# Document extract
· · · ·
# Coil Overs, is it worth it? Recommendations?



## 1966 326 (Feb 23, 2018)

Hi, I have a 1966 Pontiac Tempest with a 326, picture below, and I was thinking about putting in some adjustable coil overs in the front _and_ back. I was wondering if anybody on here has done it before or if they have any recommendations as to what sets I should use. The only reason I'm doing this is because I use the car often and it lacks, like almost all muscle cars from this era, the fun steering of a newer vehicle. I thought about putting airbags in the current springs to stiffen them up, but I like the idea of having the adjustable height. Thanks!

BTW: I know it's not a GTO, and it isn't trying to be one. I always just liked the badge in the grill more than the tempest.


----------



## BearGFR (Aug 25, 2008)

These cars can be made to handle (nice looking ride by the way) and coilovers can be a significant improvement (even better if you continue and address the other suspension parts also - but be warned, none of this is cheap).

I'm not running coilovers - yet - although they're on my 'someday wish list'. I am running Spohn engineering upper and lower rear fully adjustable control arms, their front and rear sway bars, and urethane bushings in my otherwise stock front control arms. My car drives really well - nice and tight. I'm also using Strange dual adjustable shocks in the rear, single adjustable in the front, UMI rear control arm braces, and AirLift bags in the stock rear springs. All my springs are 'fresh'.
· · · ·
# Given information
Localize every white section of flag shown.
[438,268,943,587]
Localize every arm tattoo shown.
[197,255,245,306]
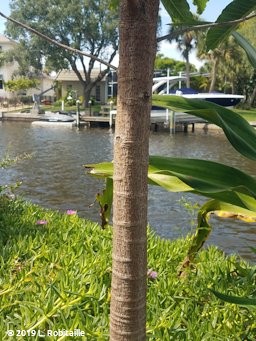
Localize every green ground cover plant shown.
[0,196,256,341]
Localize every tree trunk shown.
[185,51,190,88]
[110,0,159,341]
[209,58,218,92]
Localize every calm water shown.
[0,122,256,260]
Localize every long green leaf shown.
[162,0,195,24]
[86,156,256,212]
[182,200,256,269]
[206,0,256,50]
[232,32,256,69]
[193,0,209,14]
[211,290,256,306]
[148,156,256,197]
[153,95,256,160]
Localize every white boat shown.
[152,73,245,107]
[170,88,245,107]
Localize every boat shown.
[152,73,245,110]
[170,88,245,107]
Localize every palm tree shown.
[110,0,159,341]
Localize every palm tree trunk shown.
[110,0,159,341]
[209,58,218,92]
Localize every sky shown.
[0,0,232,67]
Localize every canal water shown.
[0,121,256,260]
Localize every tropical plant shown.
[86,0,256,334]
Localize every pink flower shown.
[66,210,77,215]
[36,219,48,225]
[147,269,158,280]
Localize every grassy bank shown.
[0,199,256,341]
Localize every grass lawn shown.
[234,108,256,121]
[0,197,256,341]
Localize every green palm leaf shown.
[206,0,256,50]
[211,290,256,306]
[162,0,198,24]
[153,95,256,160]
[232,32,256,69]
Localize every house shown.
[0,34,18,98]
[0,34,112,104]
[56,68,108,104]
[0,34,55,101]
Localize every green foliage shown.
[162,0,204,24]
[154,54,196,75]
[7,0,118,101]
[206,0,256,50]
[0,198,256,341]
[232,32,256,69]
[4,77,39,91]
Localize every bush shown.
[0,198,256,341]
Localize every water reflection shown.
[0,122,256,258]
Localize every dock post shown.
[169,110,176,134]
[76,99,80,128]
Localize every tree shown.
[7,0,118,105]
[4,77,38,92]
[110,0,159,341]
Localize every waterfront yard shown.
[0,197,256,341]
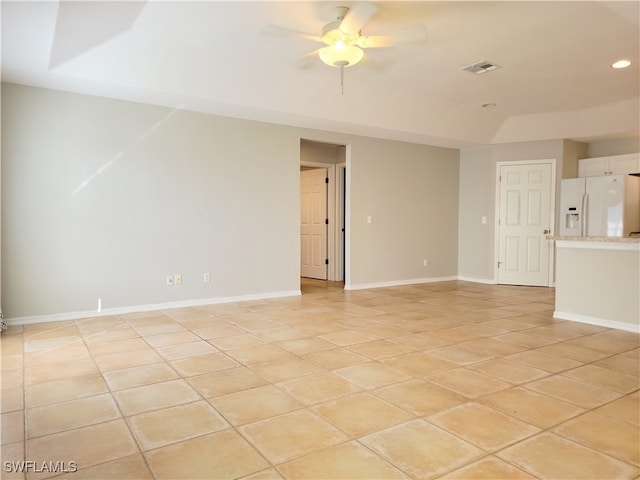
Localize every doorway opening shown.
[300,139,348,288]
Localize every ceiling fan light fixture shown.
[319,43,364,67]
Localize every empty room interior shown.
[0,0,640,480]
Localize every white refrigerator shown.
[560,175,640,237]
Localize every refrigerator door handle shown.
[580,193,589,237]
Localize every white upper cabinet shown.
[609,153,640,175]
[578,153,640,177]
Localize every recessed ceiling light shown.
[611,60,631,68]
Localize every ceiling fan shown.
[270,2,427,93]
· · · ·
# Prompt 1
List every suspension-part brand that BearGFR mentions in the coilover thread.
# Prompt 2
In the coilover thread, why does the original poster favor adjustable coilovers over putting airbags in the current springs?
# Prompt 3
Write the next part of the coilover thread, picking up after BearGFR's last sentence.
The rows have nothing to do with what follows.

# Exercise answer 1
Spohn Engineering, Strange, UMI, AirLift

# Exercise answer 2
The poster considered adding airbags to the current springs to stiffen them, but prefers coilovers because they offer adjustable ride height.

# Exercise answer 3
I recommend doing what your doing. Talk to people, talk to vendors - be careful. You'll get lots of opinions and suggestions and not all of them will be good.

Bear


----------



## PontiacJim (Dec 29, 2012)

Nice ride. However, I'd ditch the 326 emblems and go the full look with 389 emblems: RestoParts G241084: 389 V Flag" Fender Emblems 1964 Pontiac GTO/LeMans/Tempest | JEGS

I would enter a search in the search box. I recall a few others who have done the coil over conversion and seem to like it. Just make sure you get a complete kit so all parts correspond with each other and no mismatching that might not accomplish what you are looking to do.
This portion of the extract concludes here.